With increasing CNS penetration and intracranial efficacy with systemic therapies, a current dilemma in clinical practice is the use of upfront SRS at time of brain metastasis diagnosis or delayed SRS in patients who fail systemic therapies. Retrospective data using a strategy of systemic therapy with delayed SRS are mixed, with some series demonstrating no difference in survival [58, 59], while others show a detriment to patient outcome with upfront systemic therapy alone [60]. Given the limited data in this setting, a randomized study is clearly needed to determine the optimal sequencing of available therapies.

Novel molecular insights set the stage for the future

Recent advances in genomic technologies and analytic tools have enhanced our understanding of the genetics of brain metastases. Unanswered questions have included whether brain metastases are genetically heterogeneous compared to their primary tumors, and whether differential clinical responses can be explained by such genetic heterogeneity.

A massively parallel sequencing study of one matched brain metastasis and a primary breast cancer showed two de novo mutations and a deletion in the metastasis and not in the primary tumor [61]. In a comprehensive genomic study of 104 matched brain metastases and primary tumors across multiple histologies and a variety of treatment regimens, investigators mapped out the phylogenetic relationship between brain metastases and primary tumors [62]. An evolutionary pattern of ‘branched’ or divergent evolution was ubiquitously observed, meaning the primary tumor and brain metastasis shared a common ancestor, yet there was significant divergent evolution in each site. As a result of this branched evolution pattern, in more than 50% of cases, clinically actionable alterations were present in the brain metastasis, and not detected in the primary tumor. This implies that genomic characterization of the primary tumor alone to identify therapeutic targets may miss potentially clinically significant alterations in the brain metastasis. Notably, when multiple regional and anatomically distinct brain metastases were analyzed, the majority of clinically actionable alterations were shared among the intracranial sites, suggesting genomic homogeneity within the brain itself. Furthermore, extracranial metastases (as opposed to the primary tumor) displayed divergent evolution and were not a genetic surrogate for clinically actionable alterations in the brain metastases. These data suggest that genetic heterogeneity, at least in part, contributes to divergent therapeutic responses within the same patient. This study also demonstrated that alterations in the CDK, PI3K/AKT and HER2/EGFR pathways were common in brain metastases, suggesting that targeting these pathways should be considered. Other investigations have confirmed an enrichment of the PI3K/PTEN pathway in brain metastases when compared to extracranial sites in melanoma [63], squamous cell lung cancers [64] and breast cancer [65]. FGFR amplifications are also more enriched in brain metastases from lung adenocarcinomas compared to primary tumors, and also represent a potential therapeutic target for brain metastases patients [66].

* [Saved entries]

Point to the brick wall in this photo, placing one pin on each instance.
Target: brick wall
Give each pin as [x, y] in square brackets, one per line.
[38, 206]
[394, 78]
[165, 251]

* [List of tasks]
A. Sum up the passage on brain metastases in two sentences.
B. According to the passage on brain metastases, in what share of cases in the study of 104 matched samples were clinically actionable alterations found in the brain metastasis but not in the primary tumor?
C. Carry on writing the passage on brain metastases, starting right after its last sentence.
The saved entries come from a different source than the passage on brain metastases.

* [Task answers]
A. With mixed retrospective data on whether to give SRS upfront or delay it until systemic therapy fails, a randomized study is needed to find the best order of treatments. Genomic studies show that brain metastases often diverge from their primary tumors and carry clinically actionable alterations not found there, with pathways such as CDK, PI3K/AKT, HER2/EGFR and FGFR standing out as possible targets.

B. In more than 50% of cases.

C.
Clinical trials should be conducted to answer the question of whether targeting the alterations specific to the brain metastasis will lead to improved clinical outcomes. Large-scale molecular studies of brain metastases across multiple histologic tumor types are needed to identify additional therapeutic targets. Nevertheless, molecular analysis of brain metastasis tissue, if available as part of clinical care, should be considered to identify potential targeted therapies.